_Exercise objective_
From the entries below, copy exactly the lines from the one that contains "84L25 236L147 234V112L117" through the one that contains "positive clicks: (95, 97)", both included, and only those.
---- Task data
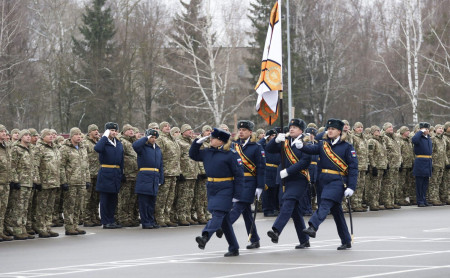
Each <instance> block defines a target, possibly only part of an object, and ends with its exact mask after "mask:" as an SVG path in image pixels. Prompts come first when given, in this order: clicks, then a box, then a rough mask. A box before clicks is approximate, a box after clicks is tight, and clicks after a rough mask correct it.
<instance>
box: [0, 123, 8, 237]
mask: <svg viewBox="0 0 450 278" xmlns="http://www.w3.org/2000/svg"><path fill="white" fill-rule="evenodd" d="M2 127H4V126H2ZM0 131H1V130H0ZM10 171H11V150H10V147H9V146H8V145H7V144H6V142H4V141H3V142H0V239H2V240H11V239H10V238H9V237H7V236H6V235H5V234H4V230H3V226H4V223H5V215H6V208H7V206H8V199H9V191H10V190H9V181H10Z"/></svg>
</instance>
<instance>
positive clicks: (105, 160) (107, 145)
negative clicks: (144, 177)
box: [94, 122, 125, 229]
mask: <svg viewBox="0 0 450 278" xmlns="http://www.w3.org/2000/svg"><path fill="white" fill-rule="evenodd" d="M118 133H119V125H118V124H117V123H113V122H108V123H106V124H105V132H104V133H103V136H102V138H101V139H100V140H99V141H98V142H97V144H96V145H95V147H94V150H95V151H96V152H97V153H98V158H99V161H100V170H99V171H98V174H97V187H96V190H97V191H98V192H100V217H101V220H102V224H103V229H119V228H122V226H121V225H119V224H117V223H116V219H115V213H116V208H117V200H118V193H119V191H120V186H121V182H122V181H124V178H125V176H124V174H123V163H124V162H123V145H122V143H121V142H120V141H119V140H118V139H117V138H116V136H117V134H118Z"/></svg>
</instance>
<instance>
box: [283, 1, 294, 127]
mask: <svg viewBox="0 0 450 278" xmlns="http://www.w3.org/2000/svg"><path fill="white" fill-rule="evenodd" d="M286 29H287V31H286V33H287V49H288V115H289V119H292V118H293V116H292V87H291V35H290V32H289V30H290V29H289V0H286ZM281 117H283V114H281Z"/></svg>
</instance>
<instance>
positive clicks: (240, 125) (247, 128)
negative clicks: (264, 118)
mask: <svg viewBox="0 0 450 278" xmlns="http://www.w3.org/2000/svg"><path fill="white" fill-rule="evenodd" d="M239 128H246V129H248V130H252V131H253V128H255V124H254V123H253V122H252V121H247V120H242V121H239V122H238V129H239Z"/></svg>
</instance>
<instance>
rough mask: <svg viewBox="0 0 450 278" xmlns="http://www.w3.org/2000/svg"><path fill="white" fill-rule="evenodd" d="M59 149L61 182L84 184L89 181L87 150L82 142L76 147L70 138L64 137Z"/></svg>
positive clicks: (66, 182) (89, 174) (88, 169)
mask: <svg viewBox="0 0 450 278" xmlns="http://www.w3.org/2000/svg"><path fill="white" fill-rule="evenodd" d="M60 151H61V177H60V178H61V182H60V183H61V184H64V183H67V184H69V185H85V184H86V182H91V177H90V174H89V162H88V157H87V150H86V148H85V147H84V144H79V146H78V149H77V148H75V146H74V145H73V144H72V142H71V141H70V139H66V140H65V141H64V143H63V146H62V147H61V149H60Z"/></svg>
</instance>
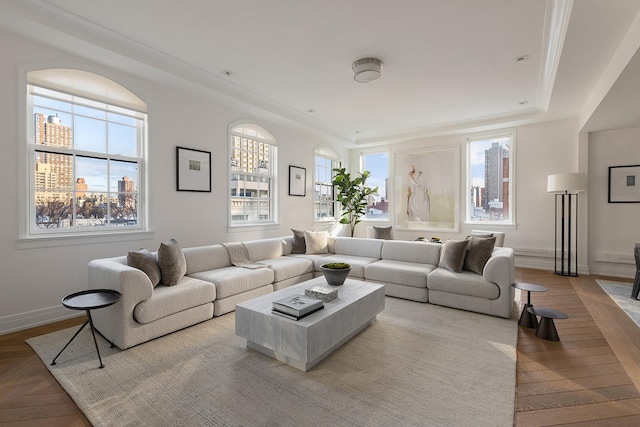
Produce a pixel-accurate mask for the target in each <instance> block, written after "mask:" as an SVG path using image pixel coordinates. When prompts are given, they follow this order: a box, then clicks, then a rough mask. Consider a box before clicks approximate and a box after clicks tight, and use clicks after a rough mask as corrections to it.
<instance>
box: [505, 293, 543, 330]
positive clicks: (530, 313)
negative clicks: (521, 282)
mask: <svg viewBox="0 0 640 427" xmlns="http://www.w3.org/2000/svg"><path fill="white" fill-rule="evenodd" d="M511 286H513V287H514V288H516V289H520V290H521V291H527V303H526V304H525V305H524V307H522V313H521V314H520V320H518V325H520V326H523V327H525V328H537V327H538V318H537V317H536V316H534V315H533V314H531V313H530V312H529V311H527V308H529V307H533V304H531V292H547V288H545V287H544V286H540V285H534V284H533V283H513V284H512V285H511Z"/></svg>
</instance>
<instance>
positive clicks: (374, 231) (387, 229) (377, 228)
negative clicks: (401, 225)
mask: <svg viewBox="0 0 640 427" xmlns="http://www.w3.org/2000/svg"><path fill="white" fill-rule="evenodd" d="M392 229H393V228H392V227H391V226H388V227H376V226H375V225H374V226H373V238H374V239H382V240H392V239H393V237H391V230H392Z"/></svg>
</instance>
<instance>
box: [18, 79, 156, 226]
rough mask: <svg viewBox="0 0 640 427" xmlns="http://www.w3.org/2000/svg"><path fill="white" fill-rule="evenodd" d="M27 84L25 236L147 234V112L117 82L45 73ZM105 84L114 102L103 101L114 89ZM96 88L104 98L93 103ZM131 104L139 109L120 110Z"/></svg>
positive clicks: (95, 97)
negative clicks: (109, 233) (146, 129)
mask: <svg viewBox="0 0 640 427" xmlns="http://www.w3.org/2000/svg"><path fill="white" fill-rule="evenodd" d="M65 77H66V78H65ZM27 80H28V86H27V105H28V106H29V111H30V114H29V115H28V119H27V127H28V131H27V146H28V156H29V158H30V159H31V161H29V164H30V167H31V169H30V171H29V181H28V182H29V183H30V191H29V194H31V197H30V201H29V208H28V211H29V218H30V220H29V233H28V234H30V235H42V234H53V233H57V234H60V235H64V233H74V234H77V233H79V232H80V233H95V232H103V231H105V230H114V229H117V230H118V231H122V230H127V229H130V230H140V229H141V228H143V226H144V224H143V221H142V218H144V204H143V203H142V200H143V197H142V188H143V183H142V179H143V174H142V173H141V169H142V167H143V161H144V155H143V153H144V148H145V147H144V145H145V144H144V142H145V138H146V123H147V122H146V113H145V112H144V111H141V110H142V109H143V108H144V109H146V106H144V104H143V103H141V101H140V100H139V98H137V97H136V96H135V95H133V94H132V93H131V92H129V91H128V90H126V89H125V88H123V87H121V86H119V85H118V84H117V83H115V82H113V81H111V80H108V79H106V78H104V77H102V76H98V75H95V74H92V73H87V72H84V71H79V70H64V69H54V70H40V71H37V72H31V73H28V74H27ZM60 82H72V83H70V84H67V85H64V84H61V83H60ZM101 85H103V86H104V85H106V86H108V87H109V88H110V89H112V88H117V90H115V91H113V92H111V93H114V94H117V96H116V97H115V98H114V99H112V100H110V99H108V98H105V97H104V96H103V95H102V94H104V93H109V92H110V91H109V90H106V89H105V88H104V87H102V88H101ZM52 87H55V88H56V89H52ZM91 87H93V88H101V89H98V90H99V92H100V93H98V94H96V96H95V97H91V91H90V90H87V88H91ZM123 100H129V101H130V102H124V101H123ZM134 104H135V105H136V106H137V107H142V108H138V110H134V109H131V108H127V107H125V106H123V105H126V106H130V105H134Z"/></svg>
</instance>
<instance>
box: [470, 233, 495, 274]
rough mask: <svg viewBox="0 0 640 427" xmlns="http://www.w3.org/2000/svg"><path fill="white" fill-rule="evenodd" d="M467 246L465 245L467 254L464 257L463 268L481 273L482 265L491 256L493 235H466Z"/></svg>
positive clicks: (485, 263)
mask: <svg viewBox="0 0 640 427" xmlns="http://www.w3.org/2000/svg"><path fill="white" fill-rule="evenodd" d="M467 240H468V241H469V246H468V247H467V255H466V256H465V258H464V266H463V267H462V268H463V269H464V270H467V271H473V272H474V273H476V274H482V272H483V271H484V266H485V264H486V263H487V261H489V258H491V254H492V253H493V248H494V247H495V245H496V238H495V236H492V237H478V236H467Z"/></svg>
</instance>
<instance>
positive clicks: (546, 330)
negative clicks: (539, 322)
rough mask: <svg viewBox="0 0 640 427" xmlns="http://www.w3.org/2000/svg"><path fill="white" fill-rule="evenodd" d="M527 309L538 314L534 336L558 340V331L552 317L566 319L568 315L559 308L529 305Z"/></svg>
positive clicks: (547, 338) (558, 338)
mask: <svg viewBox="0 0 640 427" xmlns="http://www.w3.org/2000/svg"><path fill="white" fill-rule="evenodd" d="M527 311H528V312H529V313H531V314H533V315H534V316H535V315H538V316H540V325H538V328H537V329H536V336H537V337H538V338H542V339H543V340H547V341H560V336H558V331H557V330H556V325H555V323H554V322H553V319H568V318H569V315H568V314H567V313H565V312H562V311H560V310H555V309H553V308H547V307H538V308H534V307H529V308H527Z"/></svg>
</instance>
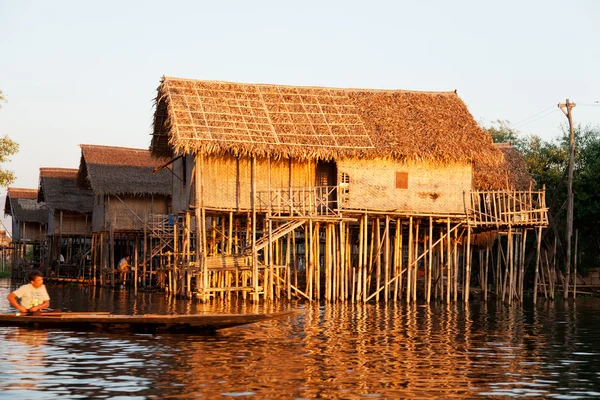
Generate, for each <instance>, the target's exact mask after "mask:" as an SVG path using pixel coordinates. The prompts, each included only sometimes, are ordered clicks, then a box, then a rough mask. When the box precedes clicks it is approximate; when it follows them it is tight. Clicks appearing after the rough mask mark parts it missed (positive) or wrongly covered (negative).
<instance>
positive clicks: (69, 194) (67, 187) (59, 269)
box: [38, 168, 94, 279]
mask: <svg viewBox="0 0 600 400" xmlns="http://www.w3.org/2000/svg"><path fill="white" fill-rule="evenodd" d="M77 172H78V170H77V169H71V168H40V183H39V191H38V202H40V203H42V204H43V205H44V206H45V207H46V208H47V210H48V224H47V227H48V230H47V233H46V234H47V249H48V254H47V257H46V264H47V265H53V264H54V265H55V267H56V268H55V270H54V274H55V276H56V278H58V279H60V277H61V274H63V275H65V277H66V278H73V277H75V276H77V278H83V277H84V273H85V272H87V273H88V275H89V269H88V271H85V270H84V269H85V267H86V266H89V255H90V245H91V238H92V208H93V205H94V195H93V193H92V191H91V190H90V189H78V188H77ZM61 256H62V257H61ZM61 260H64V261H62V262H61Z"/></svg>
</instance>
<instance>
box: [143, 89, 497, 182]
mask: <svg viewBox="0 0 600 400" xmlns="http://www.w3.org/2000/svg"><path fill="white" fill-rule="evenodd" d="M151 150H152V152H153V154H156V155H162V156H172V155H173V154H177V153H181V152H193V153H202V152H203V153H205V154H222V153H225V152H229V153H232V154H237V155H248V154H252V155H256V156H258V157H266V156H269V157H273V158H298V159H314V158H321V159H325V160H329V159H341V158H345V157H361V158H362V157H368V158H375V157H377V158H393V159H400V160H428V161H433V162H440V163H448V162H469V163H471V162H472V163H475V164H479V170H481V168H482V167H483V166H486V169H489V170H490V171H491V173H492V174H493V171H494V169H495V166H497V165H499V164H500V163H501V162H502V155H501V153H500V152H499V151H498V150H497V149H496V148H495V147H494V146H493V144H492V139H491V137H490V135H489V134H488V133H487V132H485V131H484V130H483V129H481V128H480V127H479V126H478V125H477V123H476V122H475V120H474V119H473V117H472V116H471V114H470V113H469V111H468V109H467V107H466V106H465V104H464V103H463V101H462V100H461V99H460V98H459V97H458V95H457V94H456V92H421V91H407V90H382V89H339V88H326V87H306V86H285V85H268V84H246V83H234V82H222V81H198V80H190V79H181V78H172V77H163V78H162V80H161V83H160V85H159V87H158V89H157V97H156V111H155V115H154V132H153V139H152V143H151ZM493 180H494V179H492V181H493ZM475 182H476V184H477V185H478V186H488V185H490V184H491V183H490V177H489V176H487V173H485V174H483V175H481V176H479V175H476V177H475Z"/></svg>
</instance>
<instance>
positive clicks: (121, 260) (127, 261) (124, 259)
mask: <svg viewBox="0 0 600 400" xmlns="http://www.w3.org/2000/svg"><path fill="white" fill-rule="evenodd" d="M129 258H130V257H129V254H126V255H125V257H123V258H121V261H119V272H120V273H121V280H122V281H123V286H125V283H126V281H127V273H128V272H129V268H130V267H131V265H129Z"/></svg>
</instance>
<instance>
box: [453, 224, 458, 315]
--------
_Reply_
rough mask: <svg viewBox="0 0 640 427" xmlns="http://www.w3.org/2000/svg"><path fill="white" fill-rule="evenodd" d="M27 84L25 236L147 234V112L117 82L45 73ZM105 84L114 102L103 101L114 89ZM96 88L104 98L93 103ZM131 104L139 109L120 110Z"/></svg>
positive clicks: (95, 97)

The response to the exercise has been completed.